**Short problem 1:**
Retype the stretch of the seminar description below from "When given a" through "quantum group U_q(g).", keeping every word and mark as it stands.
**Short problem 2:**
Answer these from the seminar description below.
(a) Which paper does the description name as the start of people realizing the added power of natural transformations between functors?
(b) What two names are the newly discovered algebras now called?
(c) What do the module categories of those algebras categorify?
**Short problem 3:**
Write the next part of the seminar description on categorical actions of Kac-Moody lie algebras below, picking up after its final sentence.

**Passage shown:**
The goal of this seminar is to understand the recent approaches to categorical actions of (and categorifications of) Kac-Moody lie algebras.
When given a categorical setup, any statements about its decategorification are really statements about objects in the category. Starting with Chuang and Rouquier's 2005 paper on derived equivalences, people began to realize the additional power one gains over a categorification by understanding the natural transformations between functors. This led to the simultaneous discovery by Rouquier and Khovanov-Lauda of a collection of algebras whose module categories categorify the positive half of the quantum group of any Kac-Moody lie algebra. These algebras are now called quiver Hecke algebras, or KLR algebras after their discoverers. In addition, both Khovanov-Lauda and Rouquier came up with independent and subtly different methods of discussing categorification of the entire quantum group U_q(g).

**Given data:**

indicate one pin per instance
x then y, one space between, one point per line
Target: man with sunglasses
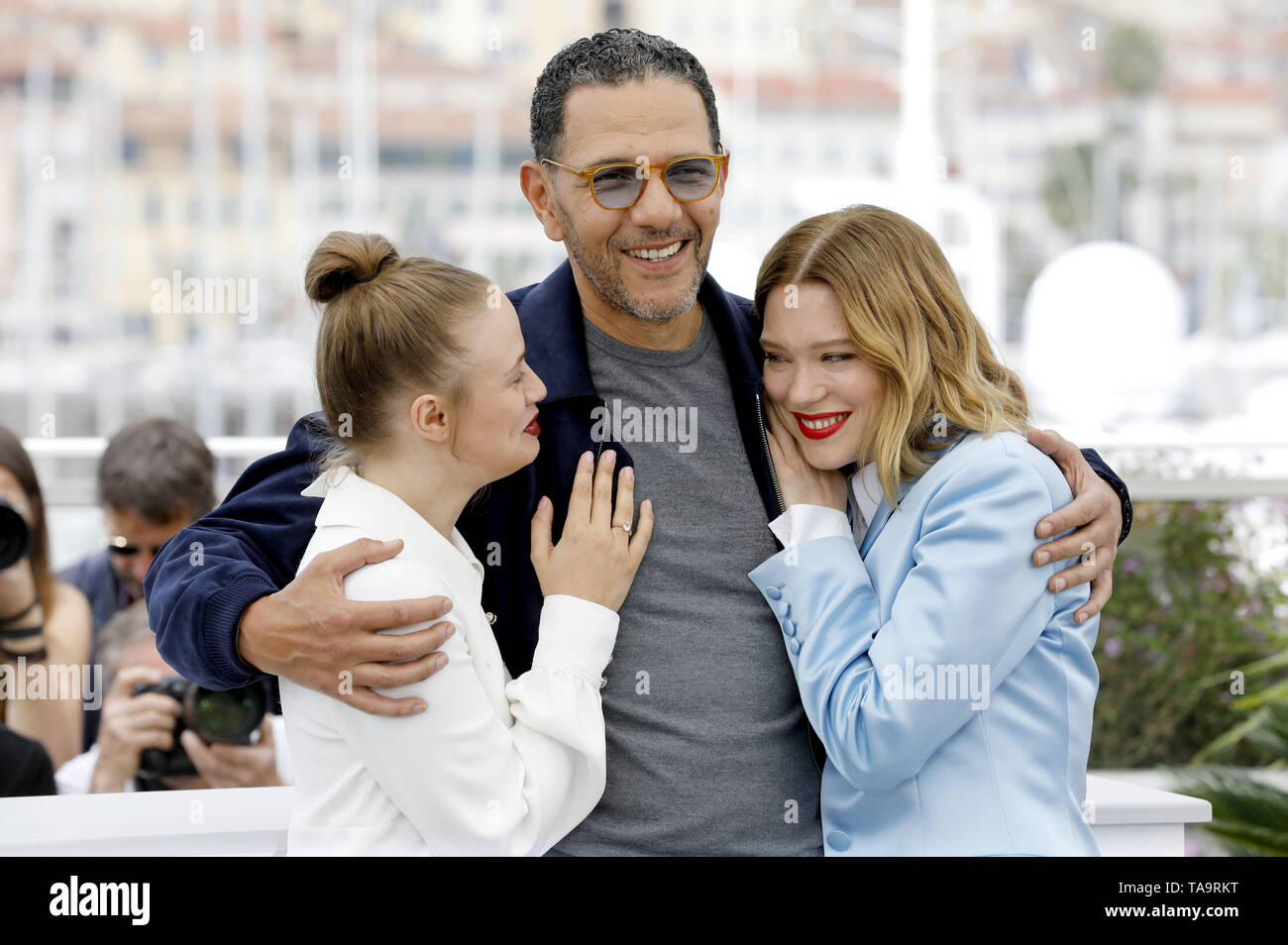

**Task output 1:**
When given a categorical setup, any statements about its decategorification are really statements about objects in the category. Starting with Chuang and Rouquier's 2005 paper on derived equivalences, people began to realize the additional power one gains over a categorification by understanding the natural transformations between functors. This led to the simultaneous discovery by Rouquier and Khovanov-Lauda of a collection of algebras whose module categories categorify the positive half of the quantum group of any Kac-Moody lie algebra. These algebras are now called quiver Hecke algebras, or KLR algebras after their discoverers. In addition, both Khovanov-Lauda and Rouquier came up with independent and subtly different methods of discussing categorification of the entire quantum group U_q(g).

**Task output 2:**
(a) Chuang and Rouquier's 2005 paper on derived equivalences.
(b) Quiver Hecke algebras, or KLR algebras.
(c) The positive half of the quantum group of any Kac-Moody lie algebra.

**Task output 3:**
Calendar of talks:
| September | |||
| 13 |
Harvard |
Kazhdan |
Introduction |
| 20 |
MIT |
Elias | sl_2 categorification and the NilHecke algebra |
| 27 |
Harvard |
Elias | sl_2 categorification and the NilHecke algebra redux |
| October | |||
| November | |||
| 1 |
MIT |
Elias | The "cellular" filtration and isotypic categorification |
| 8 |
Harvard |
Ben Webster | Categorifications of tensor products (for sl_2) |
| 22 |
Harvard |
Ben Webster | TBA |
| December | |||
| 6 |
Harvard |
Ben Webster | TBA |
The authors look at some of the standard categorifications of sl_2 representations, and notice that cyclotomic (degenerate affine) Hecke algebras act as endotransformations of iterated functors E^n. They then examine the theory of categorical setups (abelian categories with raising and lowering functors which are biadjoint) where such endotransformations are present, and prove structural results. A categorified representation has a filtration whose subquotients categorify isotypic components, and categorifications of isotypic components have a nice form (i.e. there is a canonical categorification of an irreducible). The action of the Weyl reflection lifts to an equivalence of homotopy categories. This particular statement is then applied to representations of symmetric groups in characteristic p in order to prove the Broue conjecture. It is also applied to category O in finite characteristic, proving a conjecture of Rickard. This paper is heavily algebraic. Where linear algebra is used to prove statements about sl_2 representations, homological algebra proves statements about categorical sl_2 representations.
There are 3 1-hour lectures by Chuang as part of this conference. The lecture series by Kleshchev and Rouquier are also relevant to different aspects of this seminar.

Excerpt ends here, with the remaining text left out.